Work instructions: If a line in the entries contains the word "below", list it.

Material for this exercise:
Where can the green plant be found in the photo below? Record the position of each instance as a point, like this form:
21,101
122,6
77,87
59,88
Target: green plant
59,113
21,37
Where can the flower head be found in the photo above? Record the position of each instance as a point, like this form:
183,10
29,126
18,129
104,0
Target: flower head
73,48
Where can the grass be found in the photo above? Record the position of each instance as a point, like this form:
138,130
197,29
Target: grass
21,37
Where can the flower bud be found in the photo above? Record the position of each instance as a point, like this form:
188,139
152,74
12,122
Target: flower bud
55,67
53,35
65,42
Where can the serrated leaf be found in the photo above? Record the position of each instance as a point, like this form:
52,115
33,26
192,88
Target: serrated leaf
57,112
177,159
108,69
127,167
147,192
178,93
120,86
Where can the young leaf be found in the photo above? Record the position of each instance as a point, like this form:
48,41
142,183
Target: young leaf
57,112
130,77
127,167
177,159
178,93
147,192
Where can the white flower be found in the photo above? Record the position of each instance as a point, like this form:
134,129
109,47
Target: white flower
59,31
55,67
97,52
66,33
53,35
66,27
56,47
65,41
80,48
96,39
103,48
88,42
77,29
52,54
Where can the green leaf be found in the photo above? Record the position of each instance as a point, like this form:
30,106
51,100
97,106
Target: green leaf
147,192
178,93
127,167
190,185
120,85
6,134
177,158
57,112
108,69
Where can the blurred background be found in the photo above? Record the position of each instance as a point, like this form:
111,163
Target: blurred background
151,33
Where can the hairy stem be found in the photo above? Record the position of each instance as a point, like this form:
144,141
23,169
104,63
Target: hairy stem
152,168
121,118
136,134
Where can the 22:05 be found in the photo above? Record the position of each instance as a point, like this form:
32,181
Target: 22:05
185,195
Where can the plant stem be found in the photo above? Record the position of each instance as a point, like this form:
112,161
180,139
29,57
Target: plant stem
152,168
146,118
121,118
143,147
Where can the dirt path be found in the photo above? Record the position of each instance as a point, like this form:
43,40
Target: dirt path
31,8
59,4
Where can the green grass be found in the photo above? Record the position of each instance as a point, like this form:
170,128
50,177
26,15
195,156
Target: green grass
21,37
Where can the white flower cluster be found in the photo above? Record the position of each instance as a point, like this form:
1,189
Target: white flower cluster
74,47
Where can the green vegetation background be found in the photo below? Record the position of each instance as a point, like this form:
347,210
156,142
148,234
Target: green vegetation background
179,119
* * *
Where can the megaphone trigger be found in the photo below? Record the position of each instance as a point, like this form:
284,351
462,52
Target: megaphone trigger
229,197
...
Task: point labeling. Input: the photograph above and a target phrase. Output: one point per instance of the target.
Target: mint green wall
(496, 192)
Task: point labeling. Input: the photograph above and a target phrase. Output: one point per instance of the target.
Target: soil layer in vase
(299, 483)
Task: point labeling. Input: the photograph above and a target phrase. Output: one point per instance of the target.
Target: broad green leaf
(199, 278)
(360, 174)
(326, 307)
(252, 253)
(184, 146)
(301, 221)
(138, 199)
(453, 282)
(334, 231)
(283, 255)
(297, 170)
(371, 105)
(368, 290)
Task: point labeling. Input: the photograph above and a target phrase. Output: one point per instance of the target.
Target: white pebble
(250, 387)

Task answer:
Where can the green plant be found in the photo below? Record the position of each instance as a point, like this form:
Where can the green vegetation background be found in the photo below? Record the position of each instance as a point, like this form:
Where can the megaphone trigger be found in the photo below? Record the position of each instance as a point, like this form:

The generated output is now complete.